--- BEGIN ---

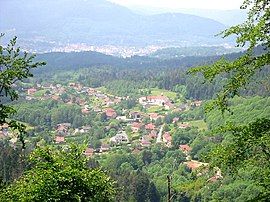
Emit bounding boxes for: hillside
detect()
[0,0,226,47]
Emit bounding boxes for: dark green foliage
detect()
[0,146,115,201]
[0,34,45,148]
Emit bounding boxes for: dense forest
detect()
[0,1,270,202]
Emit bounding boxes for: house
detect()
[110,131,129,144]
[184,160,208,170]
[162,132,172,146]
[179,104,187,112]
[130,112,141,121]
[179,123,190,129]
[27,88,37,95]
[82,108,90,114]
[164,101,174,110]
[191,100,202,107]
[100,144,110,152]
[105,108,117,119]
[145,123,156,130]
[207,169,223,182]
[179,144,192,154]
[0,123,9,138]
[131,122,143,133]
[139,95,171,106]
[141,139,151,147]
[173,117,179,123]
[84,147,95,157]
[148,130,157,139]
[56,123,71,136]
[149,113,164,121]
[55,136,65,144]
[52,95,60,100]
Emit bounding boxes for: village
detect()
[0,83,207,169]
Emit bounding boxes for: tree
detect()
[0,34,45,148]
[189,0,270,112]
[190,0,270,201]
[0,145,115,201]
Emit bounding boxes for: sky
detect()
[110,0,244,10]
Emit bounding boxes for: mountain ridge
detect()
[0,0,230,46]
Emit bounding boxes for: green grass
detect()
[188,120,208,130]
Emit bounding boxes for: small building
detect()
[149,113,164,121]
[105,108,117,119]
[131,122,143,133]
[141,139,151,147]
[162,132,172,147]
[173,117,179,123]
[148,130,157,140]
[100,144,111,152]
[179,144,192,154]
[55,136,65,144]
[110,131,129,144]
[130,112,141,121]
[145,123,156,130]
[179,123,190,129]
[84,147,95,157]
[27,88,37,95]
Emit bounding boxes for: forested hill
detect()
[35,48,241,73]
[0,0,226,46]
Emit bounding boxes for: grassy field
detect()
[188,120,208,130]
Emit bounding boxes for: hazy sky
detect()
[110,0,244,10]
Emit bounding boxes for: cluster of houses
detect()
[23,83,202,161]
[139,95,174,110]
[0,123,9,138]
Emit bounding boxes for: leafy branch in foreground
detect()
[0,145,115,202]
[189,0,270,113]
[0,34,46,148]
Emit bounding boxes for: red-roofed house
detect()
[55,136,65,144]
[179,123,190,129]
[84,148,95,157]
[163,132,172,146]
[179,144,192,153]
[149,113,164,121]
[148,130,157,139]
[105,108,117,119]
[185,161,208,170]
[145,123,156,130]
[27,88,37,95]
[131,122,143,133]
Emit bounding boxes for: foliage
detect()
[211,119,270,200]
[190,0,270,112]
[0,145,115,201]
[0,34,45,148]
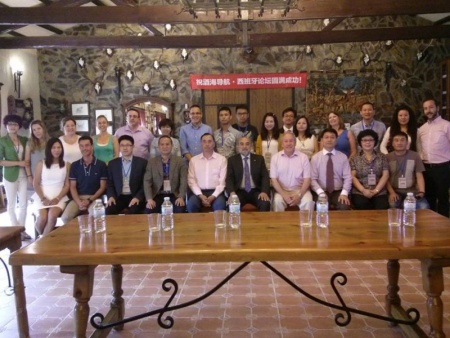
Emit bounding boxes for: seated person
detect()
[311,128,352,210]
[226,136,270,211]
[270,131,313,211]
[386,131,430,209]
[187,133,227,212]
[106,135,147,215]
[144,135,187,214]
[61,136,108,224]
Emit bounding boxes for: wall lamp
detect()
[14,70,23,99]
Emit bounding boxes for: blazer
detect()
[0,135,28,182]
[106,156,147,201]
[144,155,187,200]
[225,154,270,195]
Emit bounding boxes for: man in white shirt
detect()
[187,133,227,212]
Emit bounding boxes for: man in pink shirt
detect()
[187,133,227,212]
[270,132,313,211]
[417,98,450,217]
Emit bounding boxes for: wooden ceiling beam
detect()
[0,0,450,25]
[0,25,450,49]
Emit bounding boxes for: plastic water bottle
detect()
[403,192,416,227]
[316,193,328,228]
[161,197,173,231]
[92,199,106,233]
[228,195,241,229]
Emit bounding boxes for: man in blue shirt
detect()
[180,104,212,163]
[61,136,108,224]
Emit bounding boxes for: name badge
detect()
[367,174,377,185]
[398,177,406,189]
[163,180,172,191]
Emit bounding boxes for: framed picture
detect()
[76,118,89,133]
[95,108,114,123]
[72,102,89,116]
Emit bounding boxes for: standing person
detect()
[294,116,319,160]
[150,119,181,158]
[180,104,212,163]
[0,114,31,241]
[418,98,450,217]
[106,135,147,215]
[386,131,430,209]
[320,112,357,157]
[61,136,108,224]
[255,113,282,170]
[93,115,119,164]
[350,101,386,150]
[280,107,297,134]
[226,136,270,211]
[114,107,154,160]
[270,132,313,211]
[144,135,187,214]
[311,128,352,210]
[25,120,49,187]
[350,129,389,210]
[59,116,82,163]
[380,105,417,154]
[32,137,70,235]
[187,133,227,212]
[214,107,242,159]
[232,104,258,142]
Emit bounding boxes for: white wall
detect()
[0,49,41,135]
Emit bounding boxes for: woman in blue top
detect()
[326,112,357,157]
[93,115,119,164]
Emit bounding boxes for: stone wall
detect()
[38,16,450,134]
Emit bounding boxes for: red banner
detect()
[190,72,306,89]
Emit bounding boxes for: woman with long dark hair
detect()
[380,104,417,154]
[33,137,70,235]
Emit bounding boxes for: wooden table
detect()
[10,210,450,337]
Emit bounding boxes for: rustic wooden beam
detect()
[0,0,450,25]
[0,25,450,49]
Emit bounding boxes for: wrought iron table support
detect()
[90,261,420,329]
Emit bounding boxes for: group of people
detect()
[0,98,450,239]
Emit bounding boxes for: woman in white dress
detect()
[59,116,83,163]
[33,137,70,235]
[294,115,319,160]
[255,113,281,170]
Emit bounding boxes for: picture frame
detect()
[71,102,89,116]
[95,108,114,123]
[76,118,90,133]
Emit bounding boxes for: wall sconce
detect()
[142,82,151,94]
[181,48,188,61]
[125,69,134,82]
[169,79,177,90]
[14,70,23,99]
[78,56,86,69]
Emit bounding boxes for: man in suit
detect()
[225,136,270,211]
[144,135,187,214]
[106,135,147,215]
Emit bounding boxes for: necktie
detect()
[326,153,334,193]
[244,156,252,192]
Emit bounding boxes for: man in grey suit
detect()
[144,135,187,214]
[225,136,270,211]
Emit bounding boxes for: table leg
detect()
[385,259,401,326]
[12,265,30,338]
[60,266,96,338]
[111,265,125,331]
[421,259,449,338]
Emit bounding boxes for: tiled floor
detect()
[0,211,450,338]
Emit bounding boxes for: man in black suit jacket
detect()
[106,135,147,215]
[225,136,270,211]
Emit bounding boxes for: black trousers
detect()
[423,162,450,217]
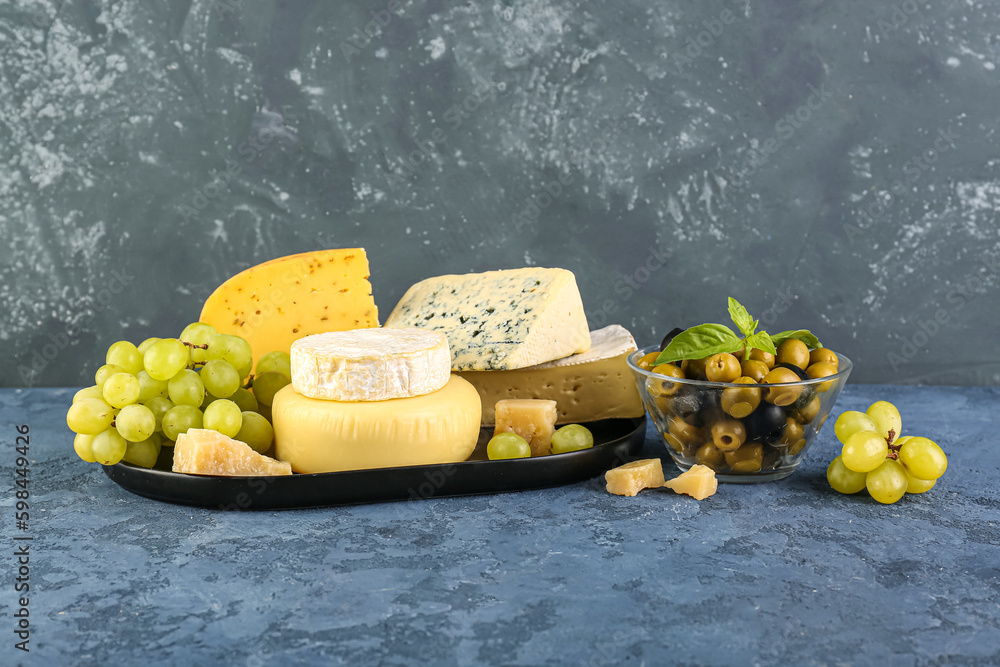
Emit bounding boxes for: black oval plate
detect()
[103,416,646,510]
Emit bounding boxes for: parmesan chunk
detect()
[604,459,663,496]
[493,398,559,456]
[663,465,719,500]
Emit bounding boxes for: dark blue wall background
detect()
[0,0,1000,386]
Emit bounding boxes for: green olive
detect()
[635,352,660,371]
[694,442,726,470]
[750,348,777,368]
[740,359,771,382]
[646,364,684,396]
[712,419,747,452]
[721,377,760,419]
[705,352,740,382]
[762,366,802,406]
[809,347,840,368]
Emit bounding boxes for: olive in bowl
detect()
[627,348,852,483]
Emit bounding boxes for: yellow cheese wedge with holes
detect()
[199,248,378,360]
[271,375,482,473]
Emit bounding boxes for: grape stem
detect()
[885,429,900,461]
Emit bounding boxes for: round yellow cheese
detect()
[271,375,482,473]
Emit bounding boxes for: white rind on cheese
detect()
[291,328,451,402]
[271,375,481,473]
[524,324,638,370]
[385,267,591,371]
[459,324,644,426]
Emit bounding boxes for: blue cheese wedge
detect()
[459,324,645,426]
[385,267,590,371]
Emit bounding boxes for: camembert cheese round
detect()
[271,376,482,473]
[291,328,451,402]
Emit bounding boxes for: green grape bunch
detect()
[66,322,291,468]
[826,401,948,505]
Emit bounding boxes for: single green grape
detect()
[101,373,139,408]
[73,384,104,403]
[833,410,878,444]
[122,433,161,468]
[552,424,594,454]
[142,338,191,381]
[201,359,240,398]
[135,371,169,403]
[94,364,125,388]
[198,392,219,412]
[180,322,216,363]
[66,398,115,435]
[105,340,142,375]
[143,396,174,431]
[90,428,128,466]
[253,371,291,406]
[903,466,937,493]
[235,410,274,454]
[826,456,868,494]
[899,437,948,480]
[257,350,292,380]
[205,333,253,377]
[115,404,156,442]
[167,368,205,408]
[866,460,907,505]
[73,433,97,463]
[136,336,160,365]
[203,398,243,438]
[229,387,258,412]
[865,401,903,445]
[161,405,204,440]
[486,433,531,461]
[840,431,889,472]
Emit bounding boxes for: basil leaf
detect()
[655,324,743,364]
[771,329,823,350]
[746,331,778,354]
[729,297,756,336]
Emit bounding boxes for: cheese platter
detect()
[103,417,646,511]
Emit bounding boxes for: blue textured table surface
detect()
[0,385,1000,665]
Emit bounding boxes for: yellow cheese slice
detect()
[271,376,482,473]
[172,428,292,477]
[199,248,378,359]
[291,329,451,401]
[459,324,644,426]
[385,267,590,371]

--- END ---

→ INSTRUCTIONS FOR THE TASK: Starting at the line containing "Emit bounding boxes for: green olive" and ending with the line containing "[826,401,948,505]", reproduce these lines with every "wedge" swapped for "slice" and nothing else changed.

→ RESULT BELOW:
Emit bounding boxes for: green olive
detect()
[635,352,660,371]
[694,442,726,470]
[750,348,777,368]
[740,359,771,382]
[646,364,684,396]
[712,419,747,452]
[721,377,760,419]
[705,352,740,382]
[762,366,802,406]
[809,347,840,368]
Emit bounding boxes for: olive in bowl
detect()
[627,348,852,483]
Emit bounding boxes for: yellow cheese slice with holes
detect()
[199,248,378,360]
[271,375,482,473]
Emit bounding boxes for: grape stem
detect()
[885,429,900,461]
Emit bounding boxes for: round yellow cheese
detect()
[271,375,482,473]
Emit bounding boxes for: white rind on cheese
detect()
[291,328,451,402]
[271,375,481,473]
[524,324,638,370]
[385,267,591,371]
[459,324,644,426]
Emit bounding boxes for: blue cheese slice
detect()
[459,324,645,426]
[385,267,590,371]
Emit bounding boxes for: camembert cheese round
detect()
[271,376,482,473]
[291,328,451,402]
Emit bounding boxes for: green grape bunch
detect()
[66,322,291,468]
[826,401,948,505]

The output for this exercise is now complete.